══ Text section
Dynamic Confinement: Min Angular Velocity of Object for Solid Behaviour

In summary, the conversation discusses the minimum angular velocity required for an object to behave solid to various objects. This involves a 2-dimensional geometry problem and the concept of conservation of angular momentum may be used to calculate the minimum velocity. However, a more detailed mathematical analysis is necessary to fully understand and solve the problem.
  • #1
carmicheal99@ya
2
0
What is the minumum angular velocity of an object to behave solid to various objects?

I've tasked myself with determining the rotational velocity (omega) for (n) vertical beams rotating a distance (r) from common axis such that particles moving at a linear velocity (v) with a radius of (p) may not pass through the area generated by revolving the beams. To simplify things; thickness, length and mass of all objects have been neglected leaving that for later engineering challenges as such this is a 2 dimensional geometry problem now.
════
══ Stored data
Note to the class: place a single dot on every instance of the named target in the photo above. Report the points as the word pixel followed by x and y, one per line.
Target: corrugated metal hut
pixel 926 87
════
• _What you need to do_:
1. List each variable symbol that the dynamic confinement thread defines, together with what it stands for.
2. According to the dynamic confinement thread, which three properties of the objects have been neglected?

• _Responses by task_:
1.
- omega: the rotational velocity
- n: the number of vertical beams
- r: the distance of the beams from the common axis
- v: the linear velocity of the particles
- p: the radius of the particles

2. Thickness, length and mass.